WHAT IS NEEDED: Could you please repeat all of the entries exactly as written?

*** Begin section ***

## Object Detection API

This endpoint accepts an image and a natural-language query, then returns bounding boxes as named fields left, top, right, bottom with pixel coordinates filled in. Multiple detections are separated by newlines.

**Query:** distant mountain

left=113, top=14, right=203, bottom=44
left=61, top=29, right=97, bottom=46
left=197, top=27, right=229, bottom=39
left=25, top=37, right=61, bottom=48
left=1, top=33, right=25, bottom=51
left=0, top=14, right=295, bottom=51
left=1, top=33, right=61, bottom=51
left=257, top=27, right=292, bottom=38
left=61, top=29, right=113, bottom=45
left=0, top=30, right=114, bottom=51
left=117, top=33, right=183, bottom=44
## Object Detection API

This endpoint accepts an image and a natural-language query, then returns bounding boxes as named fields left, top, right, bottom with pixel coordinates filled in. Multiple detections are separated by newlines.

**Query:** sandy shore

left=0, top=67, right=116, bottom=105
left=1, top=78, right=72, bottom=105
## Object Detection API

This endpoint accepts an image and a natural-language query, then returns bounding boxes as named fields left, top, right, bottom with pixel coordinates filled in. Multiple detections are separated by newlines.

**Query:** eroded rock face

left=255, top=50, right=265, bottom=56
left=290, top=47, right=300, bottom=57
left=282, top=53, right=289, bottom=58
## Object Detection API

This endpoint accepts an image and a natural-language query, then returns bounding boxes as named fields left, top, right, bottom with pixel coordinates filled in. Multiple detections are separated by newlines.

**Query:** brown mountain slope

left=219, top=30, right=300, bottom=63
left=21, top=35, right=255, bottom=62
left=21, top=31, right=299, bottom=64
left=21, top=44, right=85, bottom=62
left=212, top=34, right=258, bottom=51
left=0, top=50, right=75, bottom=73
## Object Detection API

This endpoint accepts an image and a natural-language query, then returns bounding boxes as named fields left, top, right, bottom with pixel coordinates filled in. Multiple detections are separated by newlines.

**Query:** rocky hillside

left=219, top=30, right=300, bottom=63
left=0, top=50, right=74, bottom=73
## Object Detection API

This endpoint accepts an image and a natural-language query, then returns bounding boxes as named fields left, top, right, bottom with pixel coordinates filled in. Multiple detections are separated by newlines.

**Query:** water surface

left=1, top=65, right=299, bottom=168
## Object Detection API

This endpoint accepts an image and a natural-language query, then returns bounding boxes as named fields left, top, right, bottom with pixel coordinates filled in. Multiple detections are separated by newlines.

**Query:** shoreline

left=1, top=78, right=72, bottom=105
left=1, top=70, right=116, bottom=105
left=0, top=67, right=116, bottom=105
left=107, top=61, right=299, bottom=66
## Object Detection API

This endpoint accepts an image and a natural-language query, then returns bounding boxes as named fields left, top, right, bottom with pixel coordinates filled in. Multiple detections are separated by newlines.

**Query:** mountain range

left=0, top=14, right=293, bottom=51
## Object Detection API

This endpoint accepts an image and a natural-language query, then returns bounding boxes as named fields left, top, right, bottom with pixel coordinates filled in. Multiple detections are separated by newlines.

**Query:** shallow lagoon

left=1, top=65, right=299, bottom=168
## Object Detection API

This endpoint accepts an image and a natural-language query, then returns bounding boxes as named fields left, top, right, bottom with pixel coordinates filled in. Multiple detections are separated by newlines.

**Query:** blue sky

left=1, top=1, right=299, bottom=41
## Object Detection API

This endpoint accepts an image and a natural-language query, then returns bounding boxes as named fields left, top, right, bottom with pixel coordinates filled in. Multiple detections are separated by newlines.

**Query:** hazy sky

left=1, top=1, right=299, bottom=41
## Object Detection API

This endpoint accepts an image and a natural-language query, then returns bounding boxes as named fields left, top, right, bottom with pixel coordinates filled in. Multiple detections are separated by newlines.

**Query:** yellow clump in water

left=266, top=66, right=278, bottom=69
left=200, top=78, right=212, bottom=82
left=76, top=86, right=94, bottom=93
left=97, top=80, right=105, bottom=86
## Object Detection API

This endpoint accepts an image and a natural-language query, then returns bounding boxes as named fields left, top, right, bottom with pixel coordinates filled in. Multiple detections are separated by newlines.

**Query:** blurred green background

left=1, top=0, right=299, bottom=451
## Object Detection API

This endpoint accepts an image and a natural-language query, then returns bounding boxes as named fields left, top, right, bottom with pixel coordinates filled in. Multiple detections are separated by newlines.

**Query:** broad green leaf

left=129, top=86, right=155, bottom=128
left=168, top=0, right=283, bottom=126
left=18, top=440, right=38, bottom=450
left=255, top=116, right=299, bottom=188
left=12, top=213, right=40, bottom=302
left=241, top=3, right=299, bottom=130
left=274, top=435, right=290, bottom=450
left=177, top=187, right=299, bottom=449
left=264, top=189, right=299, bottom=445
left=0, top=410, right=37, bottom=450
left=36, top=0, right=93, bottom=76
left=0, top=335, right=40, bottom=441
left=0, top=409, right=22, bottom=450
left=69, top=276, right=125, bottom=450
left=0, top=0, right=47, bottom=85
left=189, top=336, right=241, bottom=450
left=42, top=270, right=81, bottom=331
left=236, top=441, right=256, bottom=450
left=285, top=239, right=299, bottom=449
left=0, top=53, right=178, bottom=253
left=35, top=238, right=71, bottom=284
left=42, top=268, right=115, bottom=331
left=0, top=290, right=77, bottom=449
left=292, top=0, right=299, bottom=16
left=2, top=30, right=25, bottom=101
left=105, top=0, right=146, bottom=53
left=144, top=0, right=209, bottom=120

*** End section ***

ANSWER FOR THE TASK:
## Object Detection API

This endpoint accepts an image and a natural-language query, then returns bounding boxes as named fields left, top, right, bottom with pixel coordinates filled in. Multiple detections are separated by newlines.

**Query:** distant mountain

left=113, top=14, right=203, bottom=44
left=61, top=29, right=97, bottom=46
left=197, top=27, right=229, bottom=39
left=25, top=37, right=61, bottom=48
left=1, top=33, right=25, bottom=51
left=0, top=14, right=295, bottom=51
left=1, top=33, right=61, bottom=51
left=257, top=27, right=292, bottom=38
left=61, top=29, right=113, bottom=45
left=0, top=30, right=114, bottom=51
left=117, top=33, right=183, bottom=44
## Object Detection API

This endpoint accepts an image and a natural-language query, then returns bounding boxes as named fields left, top, right, bottom with pixel coordinates filled in. Multiple detections are separated by newlines.

**Query:** sandy shore

left=0, top=67, right=116, bottom=105
left=1, top=78, right=72, bottom=105
## Object Detection API

This endpoint accepts an image and a natural-language query, then returns bounding boxes as named fields left, top, right, bottom with pixel coordinates filled in. Multiple detections are separated by newlines.

**Query:** eroded rock face

left=255, top=50, right=265, bottom=56
left=290, top=47, right=300, bottom=57
left=282, top=53, right=289, bottom=58
## Object Detection API

This endpoint accepts an image and a natural-language query, then returns bounding boxes as named fields left, top, right, bottom with pixel coordinates filled in. Multiple detections are separated by newlines.

**Query:** brown mountain slope

left=219, top=30, right=300, bottom=63
left=21, top=35, right=255, bottom=62
left=21, top=31, right=299, bottom=64
left=21, top=44, right=85, bottom=62
left=212, top=34, right=258, bottom=51
left=0, top=50, right=75, bottom=73
## Object Detection API

This endpoint accepts an image and a natural-language query, then returns bounding boxes as named fields left, top, right, bottom with pixel coordinates filled in. Multiple detections are separated by newlines.

**Query:** rocky hillside

left=219, top=30, right=300, bottom=63
left=0, top=50, right=74, bottom=73
## Object Detection API

This endpoint accepts an image and a natural-language query, then returns bounding boxes as named fields left, top, right, bottom with pixel coordinates filled in. Multiple detections are separated by newlines.

**Query:** water surface

left=1, top=65, right=299, bottom=168
## Object Detection API

This endpoint accepts an image and a natural-language query, then returns bounding boxes as named fields left, top, right, bottom with pixel coordinates filled in. Multiple detections are separated by newlines.

**Query:** shoreline

left=1, top=78, right=72, bottom=105
left=1, top=70, right=116, bottom=105
left=0, top=67, right=116, bottom=105
left=107, top=61, right=299, bottom=66
## Object Detection API

This endpoint accepts an image and a natural-language query, then returns bounding boxes as named fields left, top, right, bottom with pixel coordinates filled in. Multiple detections are separated by newlines.

**Query:** mountain range

left=0, top=14, right=293, bottom=51
## Object Detection API

This endpoint accepts an image and a natural-language query, then returns bounding boxes as named fields left, top, right, bottom with pixel coordinates filled in. Multiple detections are separated by newlines.

**Query:** shallow lagoon

left=1, top=65, right=299, bottom=168
## Object Detection API

This endpoint accepts an image and a natural-language query, then returns bounding boxes as named fields left, top, right, bottom with pixel coordinates filled in. Multiple detections are separated by newlines.

**Query:** blue sky

left=1, top=1, right=299, bottom=41
## Object Detection API

This endpoint accepts an image and a natural-language query, then returns bounding boxes as named fields left, top, right, bottom with pixel coordinates filled in. Multiple detections are separated by newlines.

**Query:** hazy sky

left=1, top=1, right=299, bottom=41
## Object Detection API

This endpoint accepts an image and a natural-language query, then returns bounding boxes as named fields left, top, right, bottom with pixel coordinates filled in. Multiple detections are separated by newlines.

**Query:** yellow clump in water

left=266, top=66, right=278, bottom=69
left=200, top=78, right=212, bottom=82
left=76, top=86, right=94, bottom=93
left=97, top=80, right=105, bottom=86
## Object Detection API

This endpoint accepts an image and a natural-language query, then returns bounding boxes as named fields left, top, right, bottom with pixel coordinates filled in. Multiple detections are separated by newlines.

**Query:** blurred green background

left=1, top=0, right=299, bottom=451
## Object Detection API

This endpoint accepts an image and a natural-language query, then returns bounding boxes as named fields left, top, right, bottom with pixel coordinates filled in. Multiple detections are separated by newlines.

**Query:** broad green leaf

left=129, top=86, right=155, bottom=128
left=168, top=0, right=283, bottom=126
left=18, top=440, right=38, bottom=450
left=255, top=116, right=299, bottom=188
left=12, top=213, right=40, bottom=302
left=241, top=3, right=299, bottom=130
left=274, top=435, right=290, bottom=450
left=177, top=187, right=299, bottom=449
left=264, top=189, right=299, bottom=445
left=0, top=410, right=37, bottom=450
left=36, top=0, right=93, bottom=76
left=0, top=335, right=40, bottom=441
left=0, top=409, right=22, bottom=450
left=69, top=276, right=125, bottom=450
left=0, top=0, right=47, bottom=85
left=189, top=336, right=241, bottom=450
left=42, top=270, right=81, bottom=331
left=236, top=441, right=256, bottom=450
left=285, top=239, right=299, bottom=449
left=0, top=53, right=178, bottom=253
left=35, top=238, right=71, bottom=284
left=42, top=268, right=115, bottom=331
left=0, top=290, right=77, bottom=449
left=292, top=0, right=299, bottom=16
left=2, top=30, right=25, bottom=101
left=105, top=0, right=146, bottom=53
left=144, top=0, right=209, bottom=120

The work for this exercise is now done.